| Source extract |

## Start

The (frozen) set of glyph names that can't be derived algorithmically is
called "groff glyph list (GGL)".

   * A glyph for Unicode character U+XXXX[X[X]], which is not a
     composite character is named 'uXXXX[X[X]]'.  X must be an uppercase
     hexadecimal digit.  Examples: 'u1234', 'u008E', 'u12DB8'.  The
     largest Unicode value is 0x10FFFF. There must be at least four 'X'
     digits; if necessary, add leading zeroes (after the 'u').  No zero
     padding is allowed for character codes greater than 0xFFFF.
     Surrogates (i.e., Unicode values greater than 0xFFFF represented
     with character codes from the surrogate area U+D800-U+DFFF) are not
     allowed too.

   * A glyph representing more than a single input character is named

          'u' COMPONENT1 '_' COMPONENT2 '_' COMPONENT3 ...

     Example: 'u0045_0302_0301'.

     For simplicity, all Unicode characters that are composites must be
     decomposed maximally (this is normalization form D in the Unicode
     standard); for example, 'u00CA_0301' is not a valid glyph name
     since U+00CA (LATIN CAPITAL LETTER E WITH CIRCUMFLEX) can be
     further decomposed into U+0045 (LATIN CAPITAL LETTER E) and U+0302
     (COMBINING CIRCUMFLEX ACCENT).  'u0045_0302_0301' is thus the glyph
     name for U+1EBE, LATIN CAPITAL LETTER E WITH CIRCUMFLEX AND ACUTE.

   * groff maintains a table to decompose all algorithmically derived
     glyph names that are composites itself.  For example, 'u0100'
     (LATIN LETTER A WITH MACRON) is automatically decomposed into
     'u0041_0304'.  Additionally, a glyph name of the GGL is preferred
     to an algorithmically derived glyph name; groff also automatically
     does the mapping.  Example: The glyph 'u0045_0302' is mapped to
     '^E'.

   * glyph names of the GGL can't be used in composite glyph names; for
     example, '^E_u0301' is invalid.

 -- Escape: \(nm
 -- Escape: \[name]
 -- Escape: \[component1 component2 ...]
     Insert a symbol NAME (two-character name NM) or a composite glyph
     with component glyphs COMPONENT1, COMPONENT2, ...  There is no
     special syntax for one-character names - the natural form '\N'
     would collide with escapes.(1)  (*note Using Symbols-Footnote-1::)

     If NAME is undefined, a warning of type 'char' is generated, and
     the escape is ignored.  *Note Debugging::, for information about
     warnings.

     groff resolves '\[...]' with more than a single component as
     follows:

        * Any component that is found in the GGL is converted to the
          'uXXXX' form.

        * Any component 'uXXXX' that is found in the list of
          decomposable glyphs is decomposed.

        * The resulting elements are then concatenated with '_' in
          between, dropping the leading 'u' in all elements but the
          first.

     No check for the existence of any component (similar to 'tr'
     request) is done.

## End

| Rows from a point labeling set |
## Start

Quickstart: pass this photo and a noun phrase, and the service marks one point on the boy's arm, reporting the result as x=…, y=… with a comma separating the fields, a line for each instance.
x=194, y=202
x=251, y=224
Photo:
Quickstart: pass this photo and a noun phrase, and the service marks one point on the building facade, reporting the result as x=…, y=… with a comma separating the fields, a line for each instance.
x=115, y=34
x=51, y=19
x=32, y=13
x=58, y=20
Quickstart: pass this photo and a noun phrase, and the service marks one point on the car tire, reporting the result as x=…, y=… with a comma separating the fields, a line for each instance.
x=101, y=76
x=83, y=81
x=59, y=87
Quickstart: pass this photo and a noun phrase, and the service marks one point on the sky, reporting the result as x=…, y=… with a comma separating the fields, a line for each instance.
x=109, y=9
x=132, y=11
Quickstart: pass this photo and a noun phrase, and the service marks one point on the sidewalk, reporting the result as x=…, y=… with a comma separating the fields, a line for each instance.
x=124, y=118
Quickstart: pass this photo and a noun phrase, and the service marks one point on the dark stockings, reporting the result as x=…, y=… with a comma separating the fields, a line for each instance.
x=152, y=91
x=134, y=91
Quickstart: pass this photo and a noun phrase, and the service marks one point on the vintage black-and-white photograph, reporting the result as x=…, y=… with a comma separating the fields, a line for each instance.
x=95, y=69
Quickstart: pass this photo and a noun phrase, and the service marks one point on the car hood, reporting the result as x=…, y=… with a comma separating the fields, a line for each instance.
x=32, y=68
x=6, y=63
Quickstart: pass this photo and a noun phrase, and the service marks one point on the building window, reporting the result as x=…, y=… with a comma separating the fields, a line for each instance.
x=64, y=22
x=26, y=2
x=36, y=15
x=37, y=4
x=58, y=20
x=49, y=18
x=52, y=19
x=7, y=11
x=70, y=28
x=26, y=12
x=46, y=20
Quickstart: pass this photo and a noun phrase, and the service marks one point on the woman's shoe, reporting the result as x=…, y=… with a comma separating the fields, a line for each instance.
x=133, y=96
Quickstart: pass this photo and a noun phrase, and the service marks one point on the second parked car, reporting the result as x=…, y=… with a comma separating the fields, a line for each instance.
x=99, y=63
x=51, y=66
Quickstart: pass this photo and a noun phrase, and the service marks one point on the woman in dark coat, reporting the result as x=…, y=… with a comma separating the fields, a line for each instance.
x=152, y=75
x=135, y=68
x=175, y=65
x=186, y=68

## End

| Exercise set |
a) Transcribe the groff glyph-naming text, starting at "Surrogates (i.e., Unicode" and ending at "allowed too.".
b) Recast the paragraph of the groff glyph-naming text that begins "For simplicity, all Unicode characters" as a short bulleted list that keeps its main facts.
c) Take the groff glyph-naming text further, beginning right after its final sentence.
The rows have no role in any of this.

| The answers |
a)
Surrogates (i.e., Unicode values greater than 0xFFFF represented
     with character codes from the surrogate area U+D800-U+DFFF) are not
     allowed too.

b)
- All composite Unicode characters must be decomposed maximally (normalization form D in the Unicode standard).
- 'u00CA_0301' is therefore not a valid glyph name, because U+00CA (LATIN CAPITAL LETTER E WITH CIRCUMFLEX) decomposes further into U+0045 (LATIN CAPITAL LETTER E) and U+0302 (COMBINING CIRCUMFLEX ACCENT).
- The glyph name for U+1EBE, LATIN CAPITAL LETTER E WITH CIRCUMFLEX AND ACUTE, is thus 'u0045_0302_0301'.

c)
     Examples:

     '\[A ho]'
          'A' maps to 'u0041', 'ho' maps to 'u02DB', thus the final
          glyph name would be 'u0041_02DB'.  Note this is not the
          expected result: The ogonek glyph 'ho' is a spacing ogonek,
          but for a proper composite a non-spacing ogonek (U+0328) is
          necessary.  Looking into the file 'composite.tmac' one can
          find '.composite ho u0328', which changes the mapping of 'ho'
          while a composite glyph name is constructed, causing the final
          glyph name to be 'u0041_0328'.

     '\[^E u0301]'
     '\[^E aa]'
     '\[E a^ aa]'
     '\[E ^ ']'
          '^E' maps to 'u0045_0302', thus the final glyph name is
          'u0045_0302_0301' in all forms (assuming proper calls of the
          'composite' request).

     It is not possible to define glyphs with names like 'A ho' within a
     groff font file.  This is not really a limitation; instead, you
     have to define 'u0041_0328'.

 -- Escape: \C'xxx'
     Typeset the glyph named XXX.(2)  (*note Using Symbols-Footnote-2::)
     Normally it is more convenient to use '\[XXX]', but '\C' has the
     advantage that it is compatible with newer versions of AT&T 'troff'
     and is available in compatibility mode.

 -- Request: .composite from to
     Map glyph name FROM to glyph name TO if it is used in '\[...]' with
     more than one component.  See above for examples.

     This mapping is based on glyph names only; no check for the
     existence of either glyph is done.

     A set of default mappings for many accents can be found in the file
     'composite.tmac', which is loaded at start-up.

 -- Escape: \N'n'
     Typeset the glyph with code N in the current font ('n' is *not* the
     input character code).  The number N can be any non-negative
     decimal integer.  Most devices only have glyphs with codes between
     0 and 255; the Unicode output device uses codes in the range
     0-65535.  If the current font does not contain a glyph with that
     code, special fonts are _not_ searched.  The '\N' escape sequence
     can be conveniently used in conjunction with the 'char' request:

          .char \[phone] \f[ZD]\N'37'

     The code of each glyph is given in the fourth column in the font
     description file after the 'charset' command.  It is possible to
     include unnamed glyphs in the font description file by using a name
     of '---'; the '\N' escape sequence is the only way to use these.

     No kerning is applied to glyphs accessed with '\N'.

   Some escape sequences directly map onto special glyphs.

 -- Escape: \'
     This is a backslash followed by the apostrophe character, ASCII
     character '0x27' (EBCDIC character '0x7D').  The same as '\[aa]',
     the acute accent.

 -- Escape: \`
     This is a backslash followed by ASCII character '0x60' (EBCDIC
     character '0x79' usually).  The same as '\[ga]', the grave accent.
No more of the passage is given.